[Extracted records]
- - - - -

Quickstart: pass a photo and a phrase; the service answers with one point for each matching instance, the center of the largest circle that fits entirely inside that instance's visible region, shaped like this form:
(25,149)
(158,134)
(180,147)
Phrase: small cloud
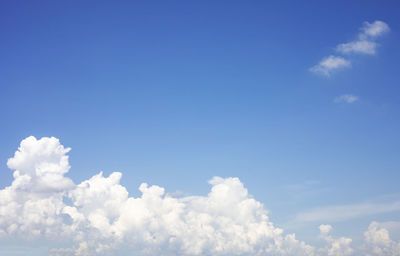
(375,29)
(329,64)
(365,43)
(347,98)
(362,46)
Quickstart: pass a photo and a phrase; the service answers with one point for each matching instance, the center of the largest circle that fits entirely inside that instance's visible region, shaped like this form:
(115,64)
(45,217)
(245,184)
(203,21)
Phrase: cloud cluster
(364,44)
(98,216)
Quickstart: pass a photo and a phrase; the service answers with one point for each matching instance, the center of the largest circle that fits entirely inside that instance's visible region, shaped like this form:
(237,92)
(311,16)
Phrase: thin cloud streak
(345,212)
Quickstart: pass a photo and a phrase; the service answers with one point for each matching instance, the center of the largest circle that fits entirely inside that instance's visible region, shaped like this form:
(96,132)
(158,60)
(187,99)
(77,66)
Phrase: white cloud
(347,98)
(99,216)
(365,43)
(378,241)
(345,212)
(336,246)
(373,30)
(329,64)
(362,46)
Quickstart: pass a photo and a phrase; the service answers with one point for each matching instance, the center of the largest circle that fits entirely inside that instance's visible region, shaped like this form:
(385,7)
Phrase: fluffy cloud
(329,64)
(364,44)
(99,216)
(373,30)
(378,241)
(347,98)
(336,246)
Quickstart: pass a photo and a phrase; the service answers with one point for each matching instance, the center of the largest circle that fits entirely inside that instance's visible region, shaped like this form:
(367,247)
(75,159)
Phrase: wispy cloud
(346,98)
(330,64)
(366,47)
(364,44)
(345,212)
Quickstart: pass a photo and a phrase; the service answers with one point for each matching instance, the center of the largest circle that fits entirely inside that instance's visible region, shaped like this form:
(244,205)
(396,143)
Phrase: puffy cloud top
(99,217)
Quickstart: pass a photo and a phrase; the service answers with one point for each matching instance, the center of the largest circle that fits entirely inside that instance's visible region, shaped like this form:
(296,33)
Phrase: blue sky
(173,93)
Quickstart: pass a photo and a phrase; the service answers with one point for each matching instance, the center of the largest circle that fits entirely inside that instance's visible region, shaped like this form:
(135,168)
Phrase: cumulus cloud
(373,30)
(330,64)
(379,243)
(98,216)
(336,246)
(364,44)
(347,98)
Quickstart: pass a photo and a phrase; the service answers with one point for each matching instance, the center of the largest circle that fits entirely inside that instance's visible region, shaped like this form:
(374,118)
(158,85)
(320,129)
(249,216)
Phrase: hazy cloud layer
(99,217)
(345,212)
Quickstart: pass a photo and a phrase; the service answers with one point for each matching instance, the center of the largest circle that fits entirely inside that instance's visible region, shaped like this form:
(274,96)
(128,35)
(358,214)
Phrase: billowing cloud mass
(98,216)
(364,44)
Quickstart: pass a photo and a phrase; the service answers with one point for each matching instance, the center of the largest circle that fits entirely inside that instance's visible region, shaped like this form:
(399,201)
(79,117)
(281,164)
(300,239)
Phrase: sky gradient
(299,100)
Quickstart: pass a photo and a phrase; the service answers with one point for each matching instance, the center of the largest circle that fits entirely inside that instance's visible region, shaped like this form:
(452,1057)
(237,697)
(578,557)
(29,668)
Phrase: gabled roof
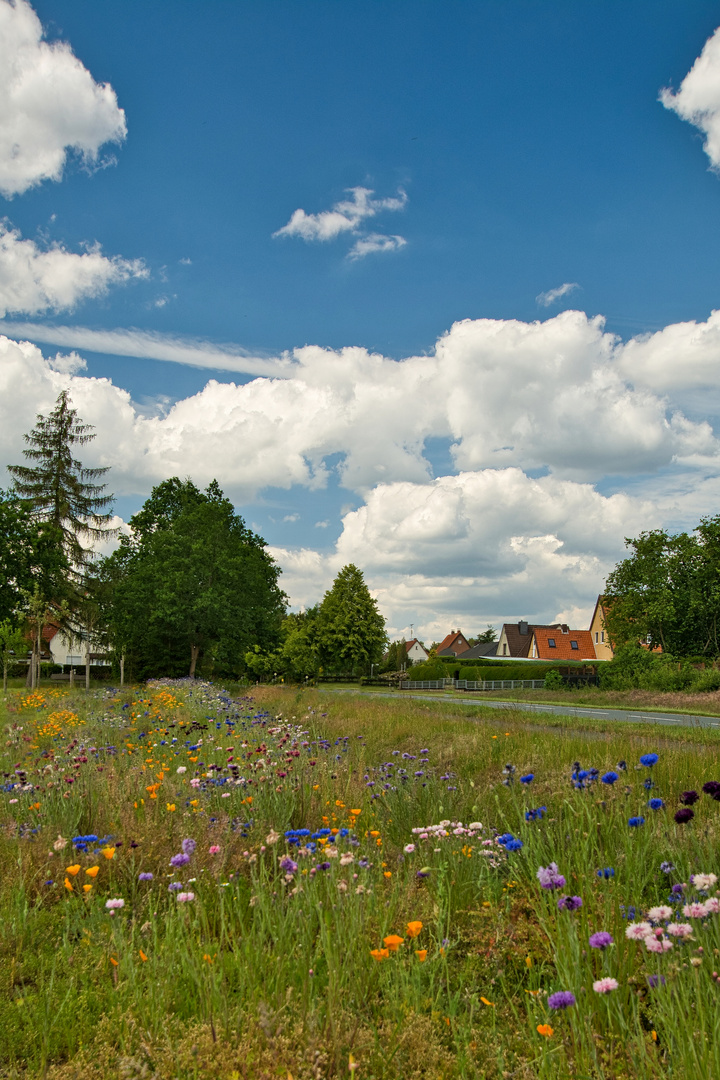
(483,649)
(564,648)
(519,644)
(454,644)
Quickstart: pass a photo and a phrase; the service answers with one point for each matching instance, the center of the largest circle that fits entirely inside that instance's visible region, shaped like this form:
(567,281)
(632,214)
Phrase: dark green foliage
(667,593)
(59,489)
(351,632)
(193,589)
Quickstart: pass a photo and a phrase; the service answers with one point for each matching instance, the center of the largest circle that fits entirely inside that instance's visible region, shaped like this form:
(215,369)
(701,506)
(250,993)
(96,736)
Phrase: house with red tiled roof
(416,651)
(515,638)
(561,644)
(453,645)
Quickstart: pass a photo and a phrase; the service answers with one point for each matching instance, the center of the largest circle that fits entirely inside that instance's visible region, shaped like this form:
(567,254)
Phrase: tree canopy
(191,585)
(667,592)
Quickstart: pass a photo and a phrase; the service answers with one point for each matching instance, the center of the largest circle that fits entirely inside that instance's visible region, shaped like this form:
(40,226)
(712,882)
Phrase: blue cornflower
(513,845)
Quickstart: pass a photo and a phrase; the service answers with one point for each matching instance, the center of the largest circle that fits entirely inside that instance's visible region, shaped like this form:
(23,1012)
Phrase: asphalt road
(621,715)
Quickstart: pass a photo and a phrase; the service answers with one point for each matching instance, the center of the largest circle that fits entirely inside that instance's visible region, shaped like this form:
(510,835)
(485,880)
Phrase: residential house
(483,649)
(600,637)
(416,651)
(561,644)
(515,638)
(453,645)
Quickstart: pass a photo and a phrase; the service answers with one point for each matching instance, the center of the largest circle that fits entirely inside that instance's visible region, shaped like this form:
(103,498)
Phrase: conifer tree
(59,489)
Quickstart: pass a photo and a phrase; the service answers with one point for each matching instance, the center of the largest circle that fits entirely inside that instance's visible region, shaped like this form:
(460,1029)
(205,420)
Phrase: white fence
(461,684)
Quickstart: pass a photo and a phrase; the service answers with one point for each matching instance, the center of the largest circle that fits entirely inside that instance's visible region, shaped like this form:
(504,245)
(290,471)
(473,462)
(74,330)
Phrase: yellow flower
(393,942)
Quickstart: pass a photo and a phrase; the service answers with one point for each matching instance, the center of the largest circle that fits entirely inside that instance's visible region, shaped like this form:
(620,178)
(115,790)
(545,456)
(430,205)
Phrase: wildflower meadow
(291,883)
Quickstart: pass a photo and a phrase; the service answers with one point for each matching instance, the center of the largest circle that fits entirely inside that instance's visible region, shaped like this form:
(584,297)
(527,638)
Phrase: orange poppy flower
(393,942)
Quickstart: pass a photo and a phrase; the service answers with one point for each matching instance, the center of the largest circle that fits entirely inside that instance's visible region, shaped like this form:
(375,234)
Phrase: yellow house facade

- - - - -

> _EXERCISE AIM_: The complete set of records should be written out again, pictures excluded.

> _YOUR SOLUTION_:
Quickstart: pass a photo and a phrase; the service answers with one point for each matching instance, the center of the largest circle that fits entirely inside that instance's visible region, shaped like this form:
(25,149)
(158,134)
(180,147)
Phrase: small cloud
(375,29)
(329,64)
(365,43)
(347,98)
(362,46)
Quickstart: pass a photo and a phrase; the service answers with one point for each matching instance, the center of the largest circle that fits entirely inside that instance's visible region, shaped like this form:
(115,64)
(45,217)
(245,184)
(203,21)
Phrase: cloud cluster
(364,44)
(98,216)
Quickstart: pass a photo and a phrase; the service answers with one point for each matching instance, the center of the largest circle that fits entirely inside that instance's visible region, shaped like this form:
(237,92)
(311,16)
Phrase: thin cloud streak
(345,212)
Quickstart: pass a photo and a phrase; the service answers with one point for each matching instance, the center of the largest circle that fits entirely inside that instance's visible region, shaped like this form:
(96,132)
(158,60)
(187,99)
(77,66)
Phrase: white cloud
(347,98)
(99,216)
(365,43)
(378,241)
(345,212)
(336,246)
(373,30)
(329,64)
(362,46)
Quickstart: pass a photo and a phrase; the service answers with one point for each matching instance, the center of the largest circle that fits entirely inside that instance's visible region, shaped like this form:
(385,7)
Phrase: fluffy cloud
(329,64)
(364,44)
(99,216)
(373,30)
(378,241)
(347,98)
(336,246)
Quickstart: pass a photo and a phrase; the service answers with one point for each matching instance, the center of the largest circle that fits entirely inside that instance's visible region, shaped like this form:
(367,247)
(75,159)
Phrase: wispy cloud
(346,98)
(330,64)
(366,47)
(364,44)
(345,212)
Quickstart: pass a photo and a phrase; the service answers with one point for each matching instance, the center of the largest circle that fits entirely inside that instance's visible region, shaped like this form:
(244,205)
(396,143)
Phrase: puffy cloud top
(99,217)
Quickstart: pass a photo and a phrase; the service answers with one point for each matching instance, the center of the largest circle that fits entirely inside that instance's visible region, shaped like this form:
(296,33)
Phrase: blue sky
(173,93)
Quickstart: pass a photo and a phrase; the service answers with one point for each matching instance, the center of the largest circle that fits entirely inside that instance's visible region, shaped like this form:
(135,168)
Phrase: cumulus cloud
(373,30)
(330,64)
(379,243)
(98,216)
(336,246)
(364,44)
(347,98)
Quickstart: pass a photo and a phrase; the service answers with one point for each matching instance, the center of the largest circle that fits entirely inside that instance's visible region, shaped like this form:
(374,118)
(158,85)
(320,129)
(249,216)
Phrase: hazy cloud layer
(99,217)
(345,212)
Quickstart: pass a photo and a phrase; the service answers with one point for each matching instance, the center of the largest circle that fits entirely inside that instance's visible region, shaped like this form:
(274,96)
(128,35)
(358,214)
Phrase: billowing cloud mass
(98,216)
(364,44)
Quickstart: pass a photo and a phrase; the service answers with one point for each matching instance, the center of the largest circle that fits entirely inside that instance's visible region, shaped like this form:
(399,201)
(79,117)
(281,164)
(300,239)
Phrase: sky gradient
(299,100)
Quickstart: pass a photo and a phrase; the service answers with one point for each matching instance, the center of the largest circle that fits entirely inside that instance's visible region, shaped like this form:
(452,1057)
(237,697)
(578,557)
(29,668)
Phrase: gabled roof
(483,649)
(564,648)
(519,644)
(454,644)
Quickstart: pass a photo and a phrase; the service answers with one point for each matching instance, the center of the largest circle that fits entirely inside that instance's visible region, shaped like this form:
(567,281)
(632,214)
Phrase: dark green foliage
(667,593)
(59,489)
(351,632)
(193,589)
Quickstart: pass a photo and a phrase; the service answers with one point for each matching instance, the center of the largest circle that fits entirely inside that instance's visible region, shaped like this form:
(215,369)
(701,506)
(250,993)
(96,736)
Phrase: house with red tiled roof
(416,651)
(515,638)
(561,644)
(453,645)
Quickstart: pass a photo and a phrase; the service answers with one point for each matching instance, the center of the largest circle that fits entirely inside that instance's visible region, shaped like this form:
(567,254)
Phrase: tree canopy
(191,585)
(667,592)
Quickstart: pass a photo and a phrase; the service answers with one point for each matching instance, the center of the largest circle that fits entirely inside that instance's visible region, shaped like this form:
(40,226)
(712,882)
Phrase: blue cornflower
(513,845)
Quickstart: pass a photo and a phrase; the service answers with one point for each matching instance, the center of the largest circle that fits entirely inside that instance's visible region, shaped like this form:
(23,1012)
Phrase: asphalt road
(621,715)
Quickstart: pass a photo and a phrase; the service answers with one point for each matching instance, the center of the largest circle that fits entirely inside that instance's visible region, shaped like this form:
(510,835)
(485,880)
Phrase: residential house
(483,649)
(600,637)
(416,651)
(561,644)
(515,638)
(453,645)
Quickstart: pass a photo and a phrase; the service answers with one point for each matching instance, the center of the largest circle that fits entirely inside that instance's visible region, shaped like this form:
(103,498)
Phrase: conifer tree
(59,489)
Quickstart: pass a photo and a phrase; the service answers with one point for each matching instance, the center of the largest circle that fits entirely inside that instance's visible region, shaped like this form:
(460,1029)
(205,420)
Phrase: white fence
(461,684)
Quickstart: pass a photo and a phrase; the service answers with one point for each matching instance, the center of the largest circle that fits entirely inside that instance's visible region, shaped like this form:
(504,245)
(290,471)
(473,462)
(74,330)
Phrase: yellow flower
(393,942)
Quickstart: pass a photo and a phrase; the service answers with one point for each matching instance, the center of the largest circle that fits entirely inside that instance's visible region, shaped like this form:
(620,178)
(115,790)
(545,456)
(430,205)
Phrase: wildflower meadow
(291,883)
Quickstart: pass a photo and a phrase; the service answers with one point for each matching instance, the center of the largest circle that fits entirely inside that instance's visible region, shaped like this form:
(584,297)
(527,638)
Phrase: orange poppy flower
(393,942)
Quickstart: pass a photo and a phrase; the service answers with one point for each matching instance, the center of the largest circle that fits entirely inside that instance's visible region, shaped like this form:
(375,234)
Phrase: yellow house facade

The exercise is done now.